» Written exercise
Give the entries below as a JSON list of strings with one string per line, starting at the first entry and ending with the line that contains "[222, 87, 299, 148]", both included. Skip blank lines and leave the pictures out.

☆ ☆ ☆

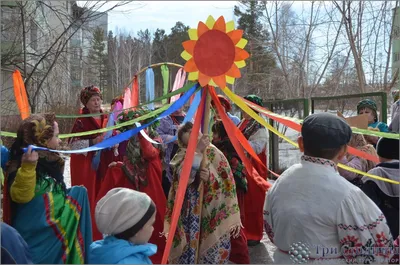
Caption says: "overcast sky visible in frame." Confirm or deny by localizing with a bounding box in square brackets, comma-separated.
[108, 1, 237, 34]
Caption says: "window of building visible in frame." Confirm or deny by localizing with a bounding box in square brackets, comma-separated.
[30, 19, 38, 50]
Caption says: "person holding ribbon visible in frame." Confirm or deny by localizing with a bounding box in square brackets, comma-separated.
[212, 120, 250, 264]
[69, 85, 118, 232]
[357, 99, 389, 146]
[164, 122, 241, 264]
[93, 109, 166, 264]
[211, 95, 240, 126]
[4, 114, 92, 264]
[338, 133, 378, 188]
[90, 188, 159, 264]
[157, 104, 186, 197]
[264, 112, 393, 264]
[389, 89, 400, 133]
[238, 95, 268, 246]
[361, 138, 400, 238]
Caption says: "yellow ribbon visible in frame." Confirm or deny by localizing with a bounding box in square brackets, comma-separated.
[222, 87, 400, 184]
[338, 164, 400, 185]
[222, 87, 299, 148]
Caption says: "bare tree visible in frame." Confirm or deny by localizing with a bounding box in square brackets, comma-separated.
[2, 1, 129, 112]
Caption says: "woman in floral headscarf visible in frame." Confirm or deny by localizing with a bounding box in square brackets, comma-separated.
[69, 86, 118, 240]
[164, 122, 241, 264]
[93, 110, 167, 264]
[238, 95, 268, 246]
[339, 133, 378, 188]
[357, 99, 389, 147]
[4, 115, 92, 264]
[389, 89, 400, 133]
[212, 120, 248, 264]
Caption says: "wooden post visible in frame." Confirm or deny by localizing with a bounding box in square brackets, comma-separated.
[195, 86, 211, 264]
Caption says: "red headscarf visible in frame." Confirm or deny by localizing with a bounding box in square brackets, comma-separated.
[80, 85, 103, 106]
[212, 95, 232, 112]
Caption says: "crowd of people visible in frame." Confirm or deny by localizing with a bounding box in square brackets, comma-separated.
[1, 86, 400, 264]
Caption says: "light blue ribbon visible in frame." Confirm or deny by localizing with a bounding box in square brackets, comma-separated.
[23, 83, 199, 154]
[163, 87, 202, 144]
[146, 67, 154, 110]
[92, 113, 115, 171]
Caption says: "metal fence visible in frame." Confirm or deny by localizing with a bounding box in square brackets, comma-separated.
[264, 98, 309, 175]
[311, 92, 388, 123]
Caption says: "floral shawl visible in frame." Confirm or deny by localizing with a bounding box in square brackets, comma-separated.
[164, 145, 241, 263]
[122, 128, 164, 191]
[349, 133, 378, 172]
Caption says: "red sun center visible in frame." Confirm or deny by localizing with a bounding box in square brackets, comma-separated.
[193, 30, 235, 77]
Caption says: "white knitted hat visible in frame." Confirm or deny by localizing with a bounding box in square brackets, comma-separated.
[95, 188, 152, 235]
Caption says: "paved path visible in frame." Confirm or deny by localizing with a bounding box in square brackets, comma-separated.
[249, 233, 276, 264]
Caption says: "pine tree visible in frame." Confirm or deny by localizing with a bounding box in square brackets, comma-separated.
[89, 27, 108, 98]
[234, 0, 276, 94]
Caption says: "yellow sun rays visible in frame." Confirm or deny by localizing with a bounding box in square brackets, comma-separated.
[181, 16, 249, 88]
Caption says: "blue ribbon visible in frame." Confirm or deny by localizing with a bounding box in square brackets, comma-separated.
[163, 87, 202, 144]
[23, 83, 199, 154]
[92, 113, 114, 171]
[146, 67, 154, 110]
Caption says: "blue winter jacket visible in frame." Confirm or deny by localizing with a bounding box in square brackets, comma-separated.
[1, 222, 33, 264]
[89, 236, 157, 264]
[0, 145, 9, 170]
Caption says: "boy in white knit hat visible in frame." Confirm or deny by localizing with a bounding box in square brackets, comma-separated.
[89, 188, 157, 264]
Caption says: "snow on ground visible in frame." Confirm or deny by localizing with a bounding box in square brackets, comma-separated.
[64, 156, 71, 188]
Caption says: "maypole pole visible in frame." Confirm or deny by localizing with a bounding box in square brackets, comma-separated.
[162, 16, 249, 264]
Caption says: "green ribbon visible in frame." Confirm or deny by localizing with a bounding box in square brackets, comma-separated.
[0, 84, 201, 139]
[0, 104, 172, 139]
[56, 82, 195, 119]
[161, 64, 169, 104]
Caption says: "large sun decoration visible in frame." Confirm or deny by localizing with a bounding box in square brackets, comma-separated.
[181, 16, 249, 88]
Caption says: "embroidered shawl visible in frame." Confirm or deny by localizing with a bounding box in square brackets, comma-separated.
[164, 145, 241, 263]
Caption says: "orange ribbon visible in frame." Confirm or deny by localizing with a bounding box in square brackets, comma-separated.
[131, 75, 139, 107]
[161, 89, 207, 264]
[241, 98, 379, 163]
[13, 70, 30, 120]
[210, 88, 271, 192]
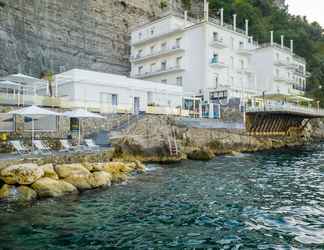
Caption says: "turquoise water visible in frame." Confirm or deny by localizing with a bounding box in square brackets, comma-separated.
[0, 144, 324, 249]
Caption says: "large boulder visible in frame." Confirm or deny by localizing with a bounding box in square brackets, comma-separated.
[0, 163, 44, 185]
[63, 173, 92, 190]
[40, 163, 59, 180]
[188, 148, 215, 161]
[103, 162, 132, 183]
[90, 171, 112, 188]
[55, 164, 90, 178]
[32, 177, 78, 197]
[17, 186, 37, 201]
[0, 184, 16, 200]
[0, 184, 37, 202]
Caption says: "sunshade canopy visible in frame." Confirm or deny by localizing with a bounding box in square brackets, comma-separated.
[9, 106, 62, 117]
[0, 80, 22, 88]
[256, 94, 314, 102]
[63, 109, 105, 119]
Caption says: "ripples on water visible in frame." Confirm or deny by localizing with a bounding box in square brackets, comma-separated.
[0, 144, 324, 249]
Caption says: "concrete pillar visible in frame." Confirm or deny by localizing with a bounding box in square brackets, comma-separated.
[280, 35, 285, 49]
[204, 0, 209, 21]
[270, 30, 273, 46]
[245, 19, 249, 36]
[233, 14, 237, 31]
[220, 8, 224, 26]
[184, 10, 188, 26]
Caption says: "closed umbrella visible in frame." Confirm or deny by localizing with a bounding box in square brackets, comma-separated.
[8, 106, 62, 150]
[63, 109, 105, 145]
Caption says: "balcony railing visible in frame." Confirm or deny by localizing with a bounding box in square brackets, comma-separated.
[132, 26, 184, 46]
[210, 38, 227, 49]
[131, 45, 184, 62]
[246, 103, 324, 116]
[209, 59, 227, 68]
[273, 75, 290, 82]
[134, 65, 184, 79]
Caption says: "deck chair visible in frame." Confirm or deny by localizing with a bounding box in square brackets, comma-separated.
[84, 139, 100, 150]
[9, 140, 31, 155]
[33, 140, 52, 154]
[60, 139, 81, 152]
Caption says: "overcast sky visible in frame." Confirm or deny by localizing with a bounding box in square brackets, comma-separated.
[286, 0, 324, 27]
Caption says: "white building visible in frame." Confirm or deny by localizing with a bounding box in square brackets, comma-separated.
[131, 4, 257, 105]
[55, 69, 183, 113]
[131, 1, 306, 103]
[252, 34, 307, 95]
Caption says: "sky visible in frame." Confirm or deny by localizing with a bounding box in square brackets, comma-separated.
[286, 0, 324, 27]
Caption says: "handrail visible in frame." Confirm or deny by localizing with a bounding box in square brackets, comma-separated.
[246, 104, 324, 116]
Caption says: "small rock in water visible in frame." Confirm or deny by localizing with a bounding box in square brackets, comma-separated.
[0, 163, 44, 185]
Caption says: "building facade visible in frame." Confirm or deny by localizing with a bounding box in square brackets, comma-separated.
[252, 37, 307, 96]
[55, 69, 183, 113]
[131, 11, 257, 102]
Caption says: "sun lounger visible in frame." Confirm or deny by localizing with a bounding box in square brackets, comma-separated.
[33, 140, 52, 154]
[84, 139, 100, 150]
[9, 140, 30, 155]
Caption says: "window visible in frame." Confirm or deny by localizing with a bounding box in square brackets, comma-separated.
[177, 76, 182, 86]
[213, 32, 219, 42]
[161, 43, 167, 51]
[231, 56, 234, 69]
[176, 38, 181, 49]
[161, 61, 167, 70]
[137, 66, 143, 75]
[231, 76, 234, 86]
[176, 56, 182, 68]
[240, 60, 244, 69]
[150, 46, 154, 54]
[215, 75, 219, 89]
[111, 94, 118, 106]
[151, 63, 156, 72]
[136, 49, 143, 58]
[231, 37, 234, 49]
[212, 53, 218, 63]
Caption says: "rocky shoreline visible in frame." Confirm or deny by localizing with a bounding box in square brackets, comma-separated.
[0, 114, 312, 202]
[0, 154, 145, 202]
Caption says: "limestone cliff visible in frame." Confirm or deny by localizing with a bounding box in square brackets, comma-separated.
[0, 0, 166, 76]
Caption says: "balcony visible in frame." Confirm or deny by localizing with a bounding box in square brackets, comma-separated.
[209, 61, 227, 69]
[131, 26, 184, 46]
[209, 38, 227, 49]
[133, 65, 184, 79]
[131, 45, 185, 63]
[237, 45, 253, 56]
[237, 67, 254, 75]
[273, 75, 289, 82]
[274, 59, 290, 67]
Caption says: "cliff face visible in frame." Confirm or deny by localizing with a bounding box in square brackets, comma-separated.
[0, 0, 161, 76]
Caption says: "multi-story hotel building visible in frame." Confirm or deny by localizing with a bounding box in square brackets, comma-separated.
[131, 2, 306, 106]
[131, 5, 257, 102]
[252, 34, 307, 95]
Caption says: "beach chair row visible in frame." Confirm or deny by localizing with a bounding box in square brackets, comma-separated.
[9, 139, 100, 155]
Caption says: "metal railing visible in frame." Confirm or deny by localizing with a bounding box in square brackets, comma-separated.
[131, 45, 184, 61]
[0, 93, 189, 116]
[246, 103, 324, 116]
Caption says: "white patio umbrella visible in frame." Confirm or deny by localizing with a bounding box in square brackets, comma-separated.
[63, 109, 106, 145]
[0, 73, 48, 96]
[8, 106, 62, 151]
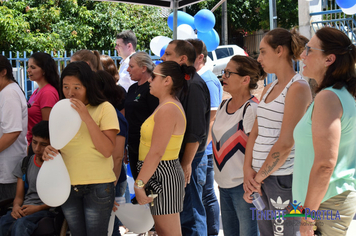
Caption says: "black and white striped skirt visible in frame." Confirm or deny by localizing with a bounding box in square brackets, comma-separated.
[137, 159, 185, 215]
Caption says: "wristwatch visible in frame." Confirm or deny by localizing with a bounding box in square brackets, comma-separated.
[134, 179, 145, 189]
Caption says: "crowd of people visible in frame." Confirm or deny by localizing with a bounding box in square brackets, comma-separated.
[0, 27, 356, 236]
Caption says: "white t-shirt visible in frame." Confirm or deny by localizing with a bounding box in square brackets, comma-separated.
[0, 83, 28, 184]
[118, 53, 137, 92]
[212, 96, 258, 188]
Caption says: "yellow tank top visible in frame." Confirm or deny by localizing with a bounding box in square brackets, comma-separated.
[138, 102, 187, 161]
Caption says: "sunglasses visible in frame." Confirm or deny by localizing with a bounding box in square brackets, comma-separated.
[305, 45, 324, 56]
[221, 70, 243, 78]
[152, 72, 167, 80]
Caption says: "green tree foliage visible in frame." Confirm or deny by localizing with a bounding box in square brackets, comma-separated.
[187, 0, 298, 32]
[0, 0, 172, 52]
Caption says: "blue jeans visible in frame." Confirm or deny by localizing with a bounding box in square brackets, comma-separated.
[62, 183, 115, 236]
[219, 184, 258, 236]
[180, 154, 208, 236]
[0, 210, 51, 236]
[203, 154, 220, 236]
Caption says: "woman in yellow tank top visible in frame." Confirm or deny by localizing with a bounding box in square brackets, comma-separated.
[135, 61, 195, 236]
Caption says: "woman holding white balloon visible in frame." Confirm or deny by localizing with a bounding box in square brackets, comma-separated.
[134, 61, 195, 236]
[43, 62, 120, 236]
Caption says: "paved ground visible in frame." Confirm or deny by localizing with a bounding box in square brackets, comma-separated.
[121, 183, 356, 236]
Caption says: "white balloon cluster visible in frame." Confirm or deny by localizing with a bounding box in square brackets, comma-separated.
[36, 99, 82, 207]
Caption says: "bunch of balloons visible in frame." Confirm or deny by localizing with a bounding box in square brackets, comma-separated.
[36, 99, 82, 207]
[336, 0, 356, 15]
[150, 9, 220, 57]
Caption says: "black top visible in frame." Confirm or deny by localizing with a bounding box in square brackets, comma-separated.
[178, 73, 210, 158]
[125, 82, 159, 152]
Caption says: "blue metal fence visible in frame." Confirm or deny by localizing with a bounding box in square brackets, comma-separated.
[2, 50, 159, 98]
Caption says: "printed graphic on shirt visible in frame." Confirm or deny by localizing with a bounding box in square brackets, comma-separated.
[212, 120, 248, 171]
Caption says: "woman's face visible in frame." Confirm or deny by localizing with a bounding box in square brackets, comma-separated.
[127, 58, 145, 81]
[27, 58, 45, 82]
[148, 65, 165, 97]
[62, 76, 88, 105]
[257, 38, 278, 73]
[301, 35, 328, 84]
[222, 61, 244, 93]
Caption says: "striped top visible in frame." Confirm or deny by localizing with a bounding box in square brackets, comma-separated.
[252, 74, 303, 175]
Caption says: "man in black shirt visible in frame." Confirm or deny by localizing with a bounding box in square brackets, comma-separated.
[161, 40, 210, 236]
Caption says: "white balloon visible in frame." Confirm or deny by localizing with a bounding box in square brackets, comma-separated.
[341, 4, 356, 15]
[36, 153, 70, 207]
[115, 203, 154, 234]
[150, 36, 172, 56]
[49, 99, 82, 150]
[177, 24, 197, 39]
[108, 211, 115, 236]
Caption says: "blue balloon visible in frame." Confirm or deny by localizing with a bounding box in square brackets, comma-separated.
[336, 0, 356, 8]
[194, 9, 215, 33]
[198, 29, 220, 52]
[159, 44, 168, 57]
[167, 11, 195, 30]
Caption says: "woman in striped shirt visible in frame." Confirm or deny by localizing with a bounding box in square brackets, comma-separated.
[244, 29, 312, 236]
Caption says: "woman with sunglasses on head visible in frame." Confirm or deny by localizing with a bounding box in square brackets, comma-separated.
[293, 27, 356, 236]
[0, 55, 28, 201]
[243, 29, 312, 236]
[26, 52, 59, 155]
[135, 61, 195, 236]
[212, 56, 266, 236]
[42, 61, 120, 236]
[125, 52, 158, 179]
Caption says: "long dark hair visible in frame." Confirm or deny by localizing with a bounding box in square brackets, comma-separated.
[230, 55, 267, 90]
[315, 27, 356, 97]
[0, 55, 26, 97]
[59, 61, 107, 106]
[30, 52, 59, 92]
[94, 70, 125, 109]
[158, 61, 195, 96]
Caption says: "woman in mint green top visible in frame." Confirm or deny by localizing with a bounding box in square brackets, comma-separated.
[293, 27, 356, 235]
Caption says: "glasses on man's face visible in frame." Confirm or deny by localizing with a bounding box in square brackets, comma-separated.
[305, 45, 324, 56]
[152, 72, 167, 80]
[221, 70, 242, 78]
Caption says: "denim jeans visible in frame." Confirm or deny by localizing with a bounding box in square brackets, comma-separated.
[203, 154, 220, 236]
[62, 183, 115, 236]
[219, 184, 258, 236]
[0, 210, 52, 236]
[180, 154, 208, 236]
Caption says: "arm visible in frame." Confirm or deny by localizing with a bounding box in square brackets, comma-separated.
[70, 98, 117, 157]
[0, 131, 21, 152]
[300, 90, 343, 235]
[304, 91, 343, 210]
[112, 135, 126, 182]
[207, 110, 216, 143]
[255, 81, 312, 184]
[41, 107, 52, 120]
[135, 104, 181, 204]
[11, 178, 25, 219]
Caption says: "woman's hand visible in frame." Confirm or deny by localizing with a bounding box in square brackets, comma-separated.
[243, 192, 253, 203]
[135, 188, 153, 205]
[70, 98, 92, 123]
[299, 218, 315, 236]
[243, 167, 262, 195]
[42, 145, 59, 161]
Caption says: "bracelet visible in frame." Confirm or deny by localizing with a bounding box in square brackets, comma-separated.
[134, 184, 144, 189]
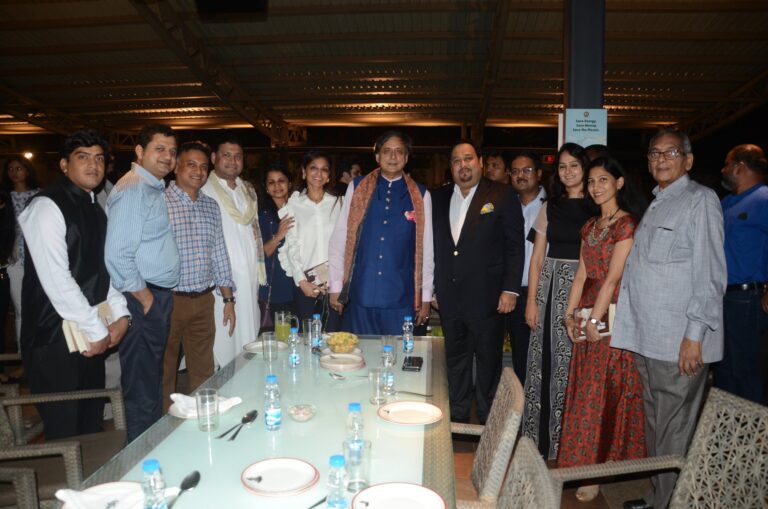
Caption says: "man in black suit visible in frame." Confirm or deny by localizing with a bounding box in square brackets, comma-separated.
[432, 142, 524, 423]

☆ ☆ ☆

» Correct result
[
  "Caption says: \"overcast sky visible in frame.\" Confirm or deny by localizing with a bounding box in square brackets, comma-separated.",
  "[108, 1, 237, 34]",
  "Caption says: \"window of building visible in frame.\" Confirm or deny by localizing with a bounding box in square brackets, comma-separated.",
  "[30, 19, 38, 50]",
  "Caption says: \"person holding ribbon visible in frame.\" Confirm or deny by localizing with a bounding box in square brackets, comma-separated.",
  "[212, 120, 250, 264]",
  "[69, 85, 118, 232]",
  "[357, 99, 389, 146]",
  "[164, 122, 241, 264]",
  "[93, 109, 166, 264]",
  "[211, 95, 240, 126]",
  "[4, 114, 92, 264]",
  "[338, 133, 378, 188]",
  "[90, 188, 159, 264]",
  "[157, 104, 186, 197]",
  "[264, 112, 393, 264]",
  "[389, 89, 400, 133]",
  "[238, 95, 268, 246]",
  "[361, 138, 400, 238]",
  "Caption says: \"yellow ribbon visible in frame.\" Confirm or deny by localizing with a bounding box in square brackets, comma-separated.",
  "[222, 87, 400, 184]",
  "[338, 164, 400, 185]",
  "[222, 87, 299, 148]"
]